_Extrait_.

::::

97.02.11
10 000 000 $ POUR UN EMPLOI
Alléluia! Alcan investit 2,2 milliards à Alma! 225 emplois
créés, c'est la reprise!
Ah oui? Bon..., si vous le dites....
Il n'y a rien de plus désolant que de se sentir un trouble-fête.
Être le rabat-joie. Être l'empêcheur de danser-en-rond-en-se-pétant-les-bretelles.
Celui qui dit que le bonheur n'est pas dans l'absinthe, que l'amour vrai
ne se vend pas dans les hôtels de passe et que la création
d'emplois à 10 000 000 $ par postes de travail n'est pas la solution
au chômage... Croyez-moi, je suis désolé.
Je regrette, mais il faut le dire: investir 2,2 milliards (2 200 000 000
$) pour créer 225 emplois supplémentaires n'est pas une solution
au problème du chômage. Ce n'est pas ça qui va remettre
les Québécois au travail, qui va faire renaître la solidarité
entre travailleurs et qui va ramener la justice sociale.
Oh, la raffinerie d'Alma est une bonne nouvelle. Une bonne nouvelle, parce
que la construction, pour un temps, va prendre du mieux dans la région
d'Alma; parce que la position concurrentielle du Québec sur le marché
de l'aluminium va se maintenir; parce que la production d'hydroélectricité
en est encouragée; parce qu'Alcan est plus proche de nous que la
Minière des Grands Lacs et paye des taxes; parce que 225 emplois
c'est autant de chômeurs de moins.
Une bonne nouvelle, mais pas une solution. Créer des emplois de haute-technologie
est une bonne chose. C'est une NÉCESSITÉ absolue, si nous
voulons rester dans la course, demeurer un pays (relativement) riche. Mais
il ne faut pas confondre développement économique et création
d'emplois. Ce sont deux problèmes différents. Ce n'est pas
en créant des emplois de haute technologie qu'on va remettre la population
au travail. Pourquoi? Faites un calcul simple. S'il faut investir 2,2 milliards
de dollars pour créer 225 emplois, combien faut-il investir pour
remettre au travail les 800 000 et quelques chômeurs et assistés
sociaux du Québec ?
La réponse, c'est 8 000 000 000 000 $ HUIT TRILLIONS DE DOLLARS.
Pour que vous compreniez bien ce que représente cette somme, dites-vous
que c'est de l'ordre de grandeur du produit intérieur brut des Etats-Unis
ou, si vous préférez, à peu près ce qu'on peut
s'attendre à investir au Québec, en dollars constants, au
cours des quatre prochains siècles... ! Disons qu'il s'agit d'une
solution à long terme.

::::

_Données fournies_.
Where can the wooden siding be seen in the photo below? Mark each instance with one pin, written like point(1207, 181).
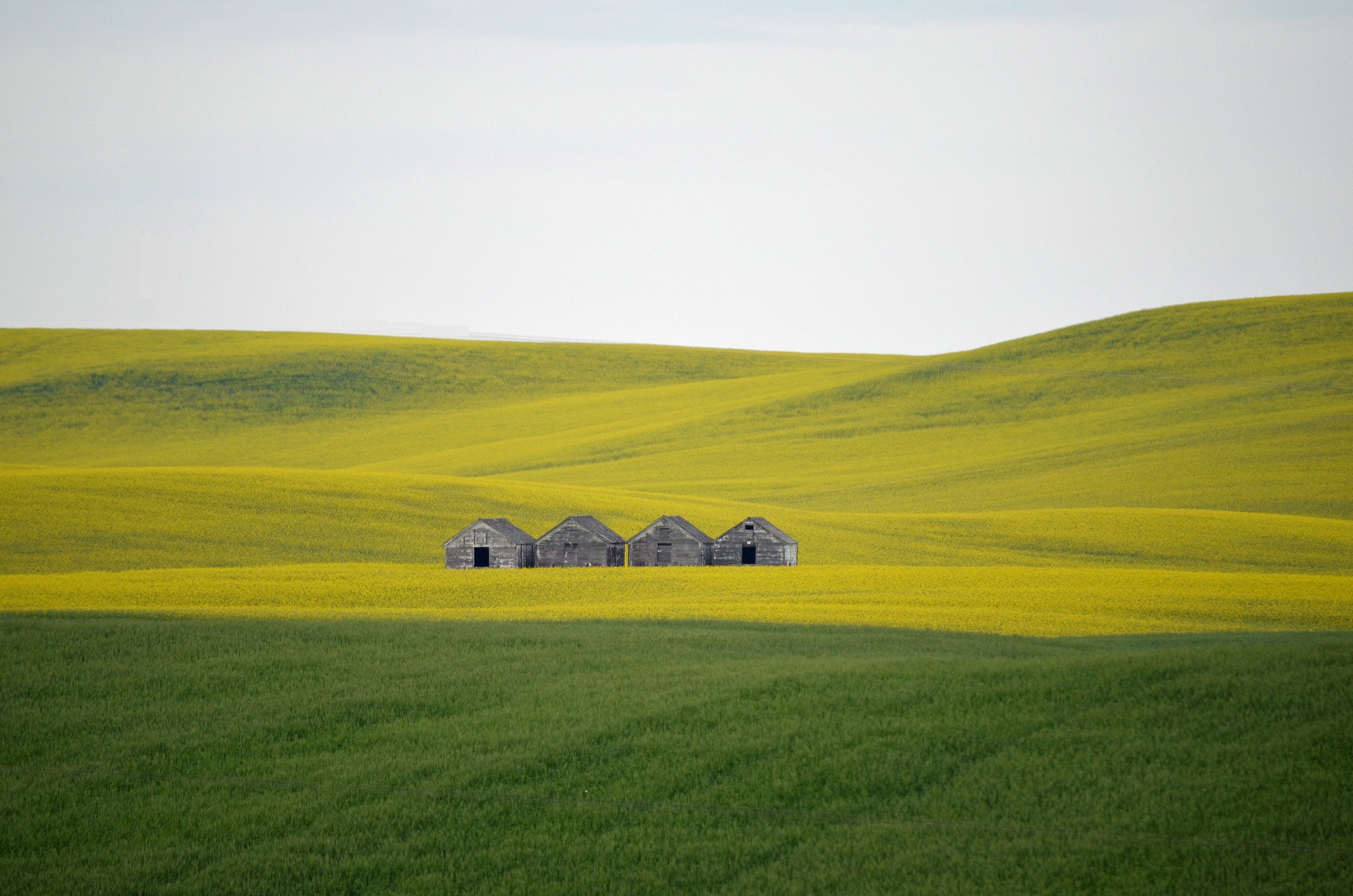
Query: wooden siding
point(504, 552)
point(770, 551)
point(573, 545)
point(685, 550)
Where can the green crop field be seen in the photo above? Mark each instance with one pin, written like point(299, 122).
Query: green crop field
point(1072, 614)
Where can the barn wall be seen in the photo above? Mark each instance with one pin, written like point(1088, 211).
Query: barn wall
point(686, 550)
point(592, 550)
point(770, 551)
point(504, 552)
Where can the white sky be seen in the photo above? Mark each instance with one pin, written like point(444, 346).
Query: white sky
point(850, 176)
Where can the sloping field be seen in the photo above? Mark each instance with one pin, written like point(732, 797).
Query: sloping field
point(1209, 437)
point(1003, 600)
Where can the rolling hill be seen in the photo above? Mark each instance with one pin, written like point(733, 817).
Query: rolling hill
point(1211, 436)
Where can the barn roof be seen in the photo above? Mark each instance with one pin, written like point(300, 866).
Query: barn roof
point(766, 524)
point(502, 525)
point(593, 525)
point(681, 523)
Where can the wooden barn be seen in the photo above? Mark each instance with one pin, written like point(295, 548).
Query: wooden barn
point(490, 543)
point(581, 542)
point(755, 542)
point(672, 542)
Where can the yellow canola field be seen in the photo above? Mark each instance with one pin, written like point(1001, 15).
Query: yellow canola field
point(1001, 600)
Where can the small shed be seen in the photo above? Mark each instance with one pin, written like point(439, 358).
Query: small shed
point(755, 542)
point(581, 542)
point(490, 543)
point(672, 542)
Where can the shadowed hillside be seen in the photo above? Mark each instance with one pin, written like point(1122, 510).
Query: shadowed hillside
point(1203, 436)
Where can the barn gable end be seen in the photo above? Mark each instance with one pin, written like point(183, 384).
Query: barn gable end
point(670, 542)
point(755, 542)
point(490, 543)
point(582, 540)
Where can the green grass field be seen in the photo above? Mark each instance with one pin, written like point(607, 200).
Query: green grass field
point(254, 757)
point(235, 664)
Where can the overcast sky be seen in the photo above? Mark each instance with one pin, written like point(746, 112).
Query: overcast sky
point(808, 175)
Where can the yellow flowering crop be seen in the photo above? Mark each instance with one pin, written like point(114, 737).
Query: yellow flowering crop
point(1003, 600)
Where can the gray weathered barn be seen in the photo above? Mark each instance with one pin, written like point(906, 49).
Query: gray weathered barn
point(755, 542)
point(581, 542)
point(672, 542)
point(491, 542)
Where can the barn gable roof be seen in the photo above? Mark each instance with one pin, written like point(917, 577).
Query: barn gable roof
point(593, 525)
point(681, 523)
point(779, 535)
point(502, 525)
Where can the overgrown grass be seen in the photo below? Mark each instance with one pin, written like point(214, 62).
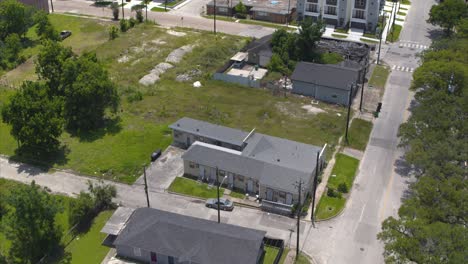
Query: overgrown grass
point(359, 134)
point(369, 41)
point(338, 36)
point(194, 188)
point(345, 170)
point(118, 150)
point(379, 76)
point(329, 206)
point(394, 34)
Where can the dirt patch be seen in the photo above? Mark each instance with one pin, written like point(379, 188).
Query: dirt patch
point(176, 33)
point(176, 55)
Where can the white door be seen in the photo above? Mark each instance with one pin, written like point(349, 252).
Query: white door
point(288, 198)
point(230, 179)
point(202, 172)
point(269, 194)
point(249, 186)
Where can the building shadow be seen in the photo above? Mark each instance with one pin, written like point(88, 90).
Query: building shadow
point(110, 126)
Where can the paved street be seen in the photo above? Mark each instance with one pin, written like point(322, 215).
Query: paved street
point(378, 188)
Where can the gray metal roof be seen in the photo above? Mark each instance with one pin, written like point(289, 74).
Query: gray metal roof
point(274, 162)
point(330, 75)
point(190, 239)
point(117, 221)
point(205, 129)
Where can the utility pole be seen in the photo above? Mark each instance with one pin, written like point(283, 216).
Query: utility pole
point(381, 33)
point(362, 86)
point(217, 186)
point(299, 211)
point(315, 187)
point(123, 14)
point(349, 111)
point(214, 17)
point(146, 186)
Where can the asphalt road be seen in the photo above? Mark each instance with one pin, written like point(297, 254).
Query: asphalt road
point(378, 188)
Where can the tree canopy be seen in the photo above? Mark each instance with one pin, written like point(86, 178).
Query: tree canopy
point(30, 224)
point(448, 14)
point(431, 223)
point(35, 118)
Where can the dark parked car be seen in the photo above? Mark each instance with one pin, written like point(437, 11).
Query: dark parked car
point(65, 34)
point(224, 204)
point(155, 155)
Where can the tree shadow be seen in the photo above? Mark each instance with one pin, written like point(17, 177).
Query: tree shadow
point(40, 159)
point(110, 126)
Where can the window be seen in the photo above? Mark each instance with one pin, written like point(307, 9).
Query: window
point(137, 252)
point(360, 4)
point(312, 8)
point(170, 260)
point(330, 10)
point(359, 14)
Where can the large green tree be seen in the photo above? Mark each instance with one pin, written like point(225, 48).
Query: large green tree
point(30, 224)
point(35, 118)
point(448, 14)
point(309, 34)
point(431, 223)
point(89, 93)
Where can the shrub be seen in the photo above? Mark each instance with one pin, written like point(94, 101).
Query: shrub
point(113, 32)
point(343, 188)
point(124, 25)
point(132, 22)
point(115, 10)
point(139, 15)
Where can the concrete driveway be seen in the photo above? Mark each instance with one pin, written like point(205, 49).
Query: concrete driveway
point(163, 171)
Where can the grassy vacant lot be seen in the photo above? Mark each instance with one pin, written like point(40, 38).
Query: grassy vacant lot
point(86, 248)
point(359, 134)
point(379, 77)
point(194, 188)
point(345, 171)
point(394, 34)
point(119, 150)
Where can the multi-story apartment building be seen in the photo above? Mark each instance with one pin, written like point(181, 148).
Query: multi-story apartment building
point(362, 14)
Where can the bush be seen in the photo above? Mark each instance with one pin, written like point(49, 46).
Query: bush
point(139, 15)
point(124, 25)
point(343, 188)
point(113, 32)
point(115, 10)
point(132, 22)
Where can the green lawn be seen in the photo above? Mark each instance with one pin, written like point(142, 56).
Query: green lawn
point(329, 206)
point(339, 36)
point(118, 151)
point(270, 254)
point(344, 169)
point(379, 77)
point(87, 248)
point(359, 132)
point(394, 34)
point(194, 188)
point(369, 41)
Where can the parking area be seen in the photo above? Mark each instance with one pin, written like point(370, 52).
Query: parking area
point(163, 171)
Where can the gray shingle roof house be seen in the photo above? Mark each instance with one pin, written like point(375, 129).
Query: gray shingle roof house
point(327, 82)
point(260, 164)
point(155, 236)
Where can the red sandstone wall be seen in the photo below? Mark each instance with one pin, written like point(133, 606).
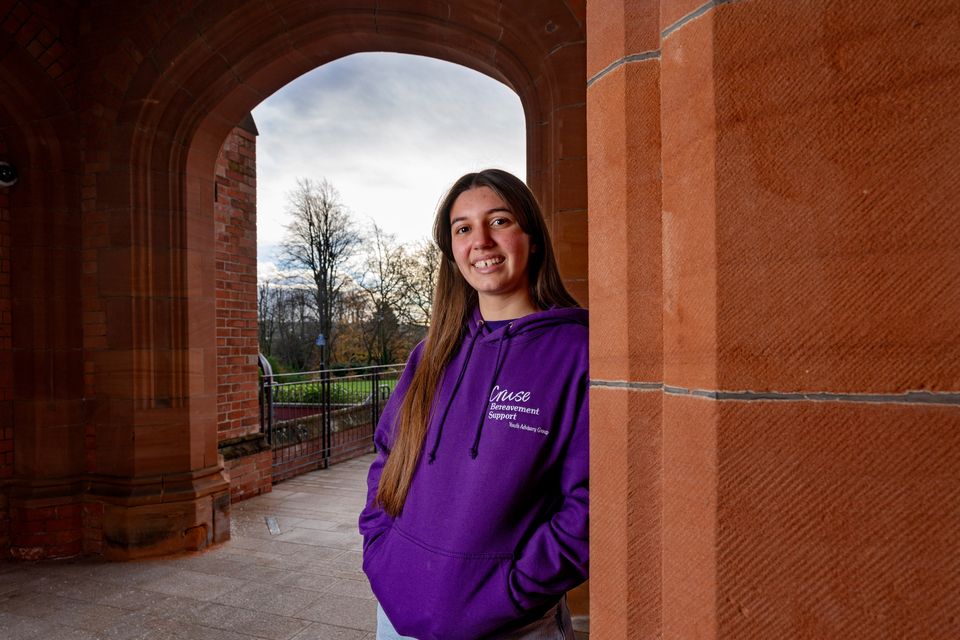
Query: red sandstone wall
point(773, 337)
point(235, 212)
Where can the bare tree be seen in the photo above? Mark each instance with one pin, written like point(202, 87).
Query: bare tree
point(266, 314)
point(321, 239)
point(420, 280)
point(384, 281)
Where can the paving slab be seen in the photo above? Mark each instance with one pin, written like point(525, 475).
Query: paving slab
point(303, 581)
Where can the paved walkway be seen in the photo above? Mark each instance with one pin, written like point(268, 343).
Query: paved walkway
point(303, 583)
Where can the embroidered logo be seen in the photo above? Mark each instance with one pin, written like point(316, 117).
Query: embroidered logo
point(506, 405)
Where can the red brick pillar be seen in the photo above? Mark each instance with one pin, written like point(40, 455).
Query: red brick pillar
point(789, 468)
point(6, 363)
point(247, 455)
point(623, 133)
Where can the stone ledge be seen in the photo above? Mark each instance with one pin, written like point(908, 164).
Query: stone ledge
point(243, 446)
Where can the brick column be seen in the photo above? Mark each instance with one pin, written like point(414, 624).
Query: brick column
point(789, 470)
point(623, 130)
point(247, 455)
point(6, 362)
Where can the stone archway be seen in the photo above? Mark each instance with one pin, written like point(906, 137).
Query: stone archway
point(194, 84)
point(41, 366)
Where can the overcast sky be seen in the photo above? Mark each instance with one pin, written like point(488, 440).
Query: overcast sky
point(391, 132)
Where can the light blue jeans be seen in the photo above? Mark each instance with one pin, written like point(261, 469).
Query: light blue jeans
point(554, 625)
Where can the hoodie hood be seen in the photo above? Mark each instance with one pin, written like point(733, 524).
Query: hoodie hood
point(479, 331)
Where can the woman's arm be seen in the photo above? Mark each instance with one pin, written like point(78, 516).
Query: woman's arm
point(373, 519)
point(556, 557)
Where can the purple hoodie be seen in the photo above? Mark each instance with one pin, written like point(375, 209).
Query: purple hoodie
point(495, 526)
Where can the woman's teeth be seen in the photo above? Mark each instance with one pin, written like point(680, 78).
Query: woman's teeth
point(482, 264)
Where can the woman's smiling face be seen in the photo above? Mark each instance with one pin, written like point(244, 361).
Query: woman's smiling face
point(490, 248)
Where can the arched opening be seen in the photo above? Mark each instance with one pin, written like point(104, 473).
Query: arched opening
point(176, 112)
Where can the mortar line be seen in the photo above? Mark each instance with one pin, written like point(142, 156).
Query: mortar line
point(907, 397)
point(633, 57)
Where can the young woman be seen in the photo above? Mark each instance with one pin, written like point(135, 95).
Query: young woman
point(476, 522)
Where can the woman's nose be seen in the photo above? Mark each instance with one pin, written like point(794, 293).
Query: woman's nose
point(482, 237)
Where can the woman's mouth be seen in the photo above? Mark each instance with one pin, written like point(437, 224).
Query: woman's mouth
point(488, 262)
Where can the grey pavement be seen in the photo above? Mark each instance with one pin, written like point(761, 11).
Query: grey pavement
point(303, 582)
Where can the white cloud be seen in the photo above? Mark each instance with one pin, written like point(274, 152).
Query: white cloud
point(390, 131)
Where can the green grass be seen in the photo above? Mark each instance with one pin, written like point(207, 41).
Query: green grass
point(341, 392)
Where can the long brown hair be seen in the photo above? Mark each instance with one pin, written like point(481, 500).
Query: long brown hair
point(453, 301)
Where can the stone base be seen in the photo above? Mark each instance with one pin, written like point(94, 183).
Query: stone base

::::

D'après l'extrait sur l'investissement d'Alcan à Alma, quelle somme faudrait-il investir pour remettre au travail les chômeurs et assistés sociaux du Québec ? Appuyez-vous uniquement sur l'extrait, s'il vous plaît.

_Corrigé_.
Il faudrait investir 8 000 000 000 000 $, soit huit trillions de dollars.